Copy out the lines below word for word, omitting the pictures.

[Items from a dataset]
§ §

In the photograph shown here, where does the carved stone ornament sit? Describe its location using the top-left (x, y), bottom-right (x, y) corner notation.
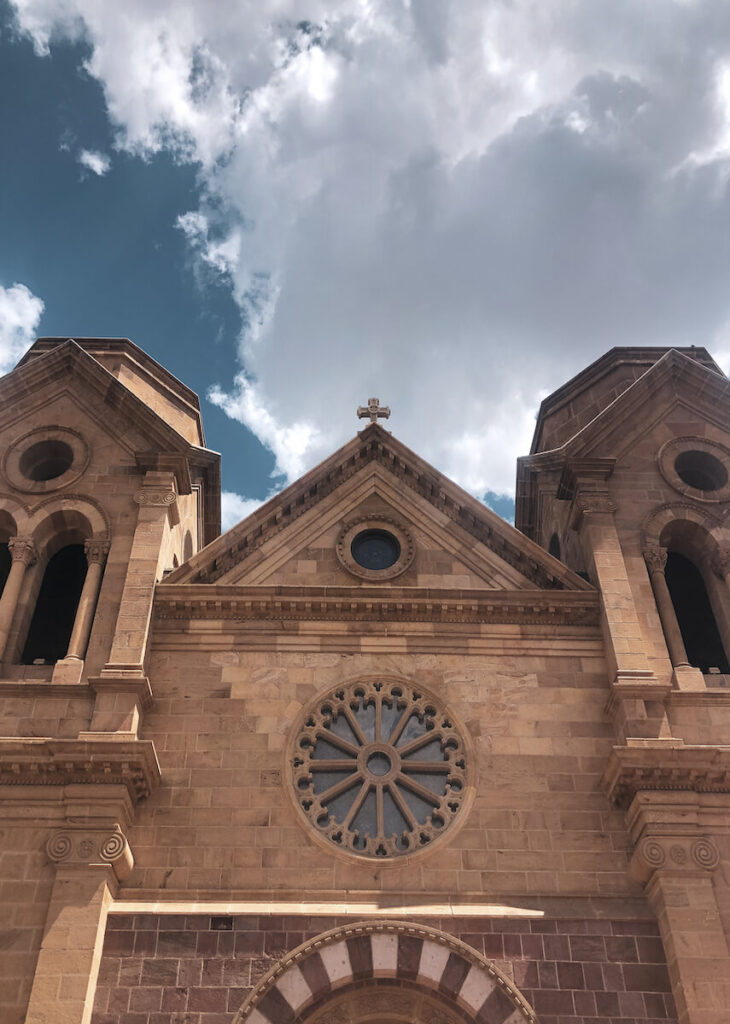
top-left (570, 490), bottom-right (616, 529)
top-left (644, 546), bottom-right (667, 572)
top-left (292, 679), bottom-right (468, 860)
top-left (7, 537), bottom-right (36, 566)
top-left (335, 515), bottom-right (416, 583)
top-left (134, 487), bottom-right (177, 506)
top-left (630, 836), bottom-right (720, 882)
top-left (84, 537), bottom-right (110, 564)
top-left (46, 826), bottom-right (134, 881)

§ §

→ **CORRECT OUTPUT**:
In the photograph shown here, where does the carved stone ornament sit? Describe its location using the top-left (x, y), bottom-right (x, y) corner notation.
top-left (570, 490), bottom-right (616, 529)
top-left (644, 546), bottom-right (667, 572)
top-left (292, 679), bottom-right (468, 860)
top-left (7, 537), bottom-right (36, 566)
top-left (335, 515), bottom-right (416, 583)
top-left (134, 487), bottom-right (177, 506)
top-left (630, 836), bottom-right (720, 882)
top-left (84, 537), bottom-right (110, 564)
top-left (46, 826), bottom-right (134, 881)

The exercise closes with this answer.